• Stated problem
Please retype the records below exactly, leaving out any pictures.

[Data listing]
* start *

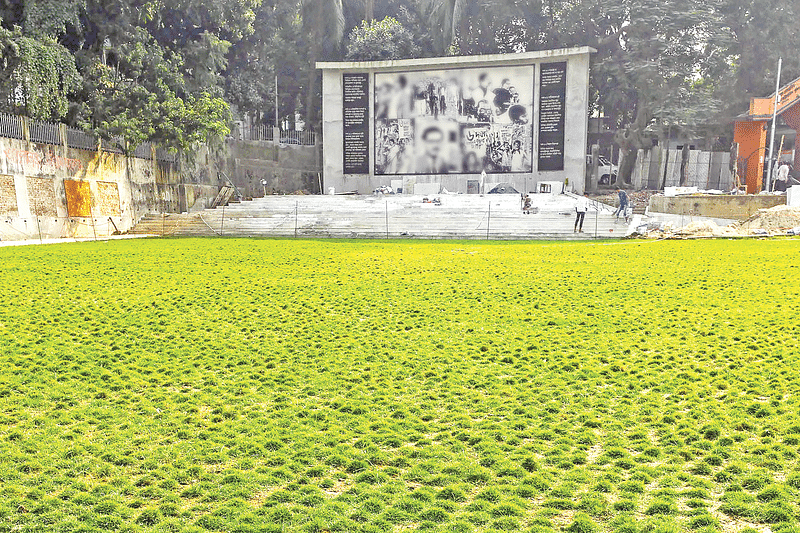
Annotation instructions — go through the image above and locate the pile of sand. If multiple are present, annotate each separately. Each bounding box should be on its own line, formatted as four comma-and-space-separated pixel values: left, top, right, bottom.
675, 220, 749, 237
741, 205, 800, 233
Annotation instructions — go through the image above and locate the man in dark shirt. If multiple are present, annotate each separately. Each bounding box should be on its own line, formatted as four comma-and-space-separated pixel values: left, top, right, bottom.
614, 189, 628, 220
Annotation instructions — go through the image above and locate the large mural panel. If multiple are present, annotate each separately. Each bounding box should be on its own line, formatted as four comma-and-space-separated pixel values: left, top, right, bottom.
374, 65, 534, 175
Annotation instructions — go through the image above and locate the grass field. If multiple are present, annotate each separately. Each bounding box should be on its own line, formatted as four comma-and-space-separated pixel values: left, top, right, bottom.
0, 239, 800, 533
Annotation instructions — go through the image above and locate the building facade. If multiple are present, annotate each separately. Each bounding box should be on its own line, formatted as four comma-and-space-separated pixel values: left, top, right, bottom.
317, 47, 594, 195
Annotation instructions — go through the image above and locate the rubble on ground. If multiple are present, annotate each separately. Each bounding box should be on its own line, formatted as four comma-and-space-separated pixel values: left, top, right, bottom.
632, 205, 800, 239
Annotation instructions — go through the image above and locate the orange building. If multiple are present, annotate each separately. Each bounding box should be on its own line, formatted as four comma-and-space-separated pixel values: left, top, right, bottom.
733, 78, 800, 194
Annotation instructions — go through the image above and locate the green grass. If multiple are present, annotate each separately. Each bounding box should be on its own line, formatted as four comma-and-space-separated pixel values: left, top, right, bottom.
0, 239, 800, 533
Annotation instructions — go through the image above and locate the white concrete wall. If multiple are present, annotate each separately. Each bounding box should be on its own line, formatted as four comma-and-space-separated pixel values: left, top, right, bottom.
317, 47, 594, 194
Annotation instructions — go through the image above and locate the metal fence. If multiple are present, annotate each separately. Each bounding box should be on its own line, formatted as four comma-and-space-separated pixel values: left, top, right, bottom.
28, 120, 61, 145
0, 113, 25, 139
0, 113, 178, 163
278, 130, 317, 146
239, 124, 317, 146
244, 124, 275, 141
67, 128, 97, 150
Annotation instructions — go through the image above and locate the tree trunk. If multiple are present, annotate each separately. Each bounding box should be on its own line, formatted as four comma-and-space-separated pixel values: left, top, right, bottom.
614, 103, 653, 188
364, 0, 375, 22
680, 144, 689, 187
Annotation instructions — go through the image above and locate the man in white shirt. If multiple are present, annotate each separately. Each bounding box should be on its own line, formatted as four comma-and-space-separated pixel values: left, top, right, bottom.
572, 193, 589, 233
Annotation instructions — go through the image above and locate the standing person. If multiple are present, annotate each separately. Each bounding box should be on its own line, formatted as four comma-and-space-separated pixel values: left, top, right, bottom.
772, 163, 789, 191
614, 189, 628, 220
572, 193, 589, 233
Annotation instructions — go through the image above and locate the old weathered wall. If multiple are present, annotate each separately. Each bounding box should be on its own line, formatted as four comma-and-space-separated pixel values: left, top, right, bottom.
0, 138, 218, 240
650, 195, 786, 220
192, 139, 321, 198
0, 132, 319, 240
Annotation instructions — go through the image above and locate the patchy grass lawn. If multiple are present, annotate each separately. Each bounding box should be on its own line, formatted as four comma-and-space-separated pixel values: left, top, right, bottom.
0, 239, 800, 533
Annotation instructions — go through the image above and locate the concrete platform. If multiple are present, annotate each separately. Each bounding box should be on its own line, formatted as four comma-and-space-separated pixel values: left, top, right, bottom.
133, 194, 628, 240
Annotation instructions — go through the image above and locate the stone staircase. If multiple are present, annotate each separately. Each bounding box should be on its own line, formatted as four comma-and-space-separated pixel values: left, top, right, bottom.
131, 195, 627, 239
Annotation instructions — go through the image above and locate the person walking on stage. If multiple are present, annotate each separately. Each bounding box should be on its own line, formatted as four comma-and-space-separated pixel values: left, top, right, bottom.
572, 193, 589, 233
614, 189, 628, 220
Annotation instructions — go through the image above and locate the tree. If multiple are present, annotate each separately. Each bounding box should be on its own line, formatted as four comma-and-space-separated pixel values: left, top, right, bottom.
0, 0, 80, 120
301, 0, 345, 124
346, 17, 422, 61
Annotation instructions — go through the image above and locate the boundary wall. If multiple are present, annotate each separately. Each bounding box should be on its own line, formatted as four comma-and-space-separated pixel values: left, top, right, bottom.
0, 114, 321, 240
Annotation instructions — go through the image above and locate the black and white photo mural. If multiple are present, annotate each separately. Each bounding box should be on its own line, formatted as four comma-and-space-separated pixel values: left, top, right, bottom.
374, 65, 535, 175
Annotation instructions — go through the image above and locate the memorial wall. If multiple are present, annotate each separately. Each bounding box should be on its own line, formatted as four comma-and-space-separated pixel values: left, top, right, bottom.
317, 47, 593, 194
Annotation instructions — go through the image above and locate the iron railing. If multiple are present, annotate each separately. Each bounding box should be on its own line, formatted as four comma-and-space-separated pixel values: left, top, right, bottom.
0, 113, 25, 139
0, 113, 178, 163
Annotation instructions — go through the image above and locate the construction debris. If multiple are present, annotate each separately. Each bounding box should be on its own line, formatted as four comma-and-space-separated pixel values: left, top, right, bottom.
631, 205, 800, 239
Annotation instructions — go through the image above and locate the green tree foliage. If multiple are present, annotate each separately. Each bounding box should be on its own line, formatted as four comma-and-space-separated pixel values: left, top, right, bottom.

* end *

• Answer below
Annotation instructions — go through the image above and locate the pile of sand. If multiple are present, annotate each separately. Each bounding box should be on its own line, formatted as four comma-and-space-separated pixel values: left, top, right, bottom.
675, 220, 749, 237
741, 205, 800, 233
Annotation instructions — go through the image above and locate the man in dark shirt. If multiple are present, annotate each separately. Each bounding box should be on its own line, formatted as four comma-and-space-separated pixel values: left, top, right, bottom.
614, 189, 628, 220
Annotation instructions — go through the image above and locate the large mural panel. If multiple are present, annotate each separately. Each bounding box should be on its own line, formatted as four comma-and-space-separated pixel values: left, top, right, bottom.
374, 65, 534, 175
Annotation instructions — go through the image above and locate the grass field. If multiple are present, annotate each separately. Each bounding box should be on its own line, formatted as four comma-and-space-separated pixel values: left, top, right, bottom.
0, 239, 800, 533
Annotation instructions — go through the image above and locate the building facade. If multiple are present, annotate each separately. Each bounding box should be on its own line, formatted as four comma-and-space-separated pixel values: left, top, right, bottom.
317, 47, 594, 195
Annotation instructions — go through the image above and locate the rubble on ground. If multiple are present, annotate each separately. Each bounding box should be on its own line, formatted as four comma-and-space-separated pixel values: left, top, right, bottom.
632, 205, 800, 239
Annotation instructions — go through the image above and locate the orange building. If multiple are present, annotate each separately. Each bounding box should be on its own line, formatted as four comma-and-space-separated pixel values: left, top, right, bottom.
733, 78, 800, 194
Annotation instructions — go through the image above and locate the green grass. If multiple are present, annotate each separately. Each bounding box should be on its own line, formatted as four comma-and-space-separated pixel values: left, top, right, bottom.
0, 239, 800, 533
Annotation instructions — go through the image above and locate the white concrete wall. If multiple are present, annotate each separately. Each bounding box should be on its own line, formatted as four comma-and-space-separated pixel values: left, top, right, bottom.
317, 47, 594, 194
Annotation instructions — go through the image above and locate the metal fence. If multiple are present, annotate each separately. Each bounding box should be on its own line, formatted as four comma-and-space-separated pixel values: left, top, right, bottom.
28, 120, 61, 145
0, 113, 25, 139
0, 113, 178, 163
278, 130, 317, 146
239, 124, 317, 146
244, 124, 275, 141
67, 128, 97, 150
Annotation instructions — go through the image above and locate the tree trunk. If multiple are present, annotate each separately. Each bounding box should be on its own line, formatted as four comma-and-space-separated pixel values: left, top, right, bottom.
614, 103, 653, 188
364, 0, 375, 22
680, 144, 689, 187
Annotation instructions — go through the image above and locate the man in white shirt. If multiple are present, annotate each separately. Each bounding box should be on its own line, formatted as four comma-and-space-separated pixel values: left, top, right, bottom.
572, 193, 589, 233
Annotation instructions — go through the image above and locate the standing person. If multiple are present, annotate each separately. Each bounding box should be on its own line, formatted as four comma-and-space-separated pixel values: left, top, right, bottom.
772, 163, 789, 191
614, 189, 628, 220
572, 193, 589, 233
Annotation instructions — go through the image above and locate the old weathered wall. If multiple are present, annotate each separately. Each bounding box should be on its own line, formatted as four comma-and-space-separated pixel values: left, top, right, bottom.
0, 138, 218, 240
650, 195, 786, 220
192, 139, 321, 198
0, 132, 319, 240
Annotation instructions — go through the image above and locate the patchy grass lawn. If multiple are present, annotate each separately. Each bounding box should be on its own line, formatted as four comma-and-space-separated pixel values: left, top, right, bottom.
0, 239, 800, 533
Annotation instructions — go through the image above and locate the concrete platform. If multiple are present, annotate each separately. Each bounding box should be on its own line, formatted as four comma-and-space-separated pixel values: left, top, right, bottom.
133, 194, 628, 240
Annotation instructions — go through the image above and locate the stone staircase. If multiple are present, annotate each separately. Each bounding box should be on its own line, formatted as four comma-and-space-separated pixel values: left, top, right, bottom.
131, 195, 627, 239
Annotation instructions — go through the image above and locate the person walking on stage. If multiple are present, annotate each separately. Each bounding box should be on its own line, formatted as four comma-and-space-separated pixel values: left, top, right, bottom.
572, 193, 589, 233
614, 189, 628, 220
Annotation instructions — go through the image above and locate the tree. If multiple are present, annotate each separately. Each bounding box should be on its own line, formatted as four comma-and-space-separated pixel values: left, top, right, bottom.
0, 0, 80, 120
301, 0, 345, 124
346, 17, 422, 61
Annotation instructions — go through the image above and locate the boundary wall. If multiple are present, annotate each separately. Each bounding box should be on its own line, formatted as four comma-and-space-separated pixel values: left, top, right, bottom.
0, 114, 321, 240
Annotation instructions — go through the image above and locate the black and white photo mural. If multiple are present, annotate each separately. Each bounding box should be on its own line, formatted as four comma-and-space-separated pixel values: left, top, right, bottom.
374, 65, 535, 175
Annotation instructions — go through the image above and locate the memorial wall. If multiple are present, annotate each separately. Each bounding box should be on its own line, formatted as four comma-and-space-separated pixel values: left, top, right, bottom.
317, 47, 593, 194
Annotation instructions — go through the image above and locate the iron railing. If multiple are present, annotate each separately. Each bounding box should be on its own line, formatted as four comma-and-space-separated pixel values: left, top, right, bottom.
0, 113, 25, 139
0, 113, 178, 163
Annotation instructions — go through the image above and locate the construction debris. If multiple are present, annotate each separately. Each bounding box should be on its own line, formatted as four comma-and-space-separated pixel values: left, top, right, bottom.
631, 205, 800, 239
Annotation instructions — go through the image above and locate the green tree foliage. If multiple are present, annotate each separately. Each bounding box should be on its own line, formatted as four comma-and-space-separated pixel values: left, top, right, bottom.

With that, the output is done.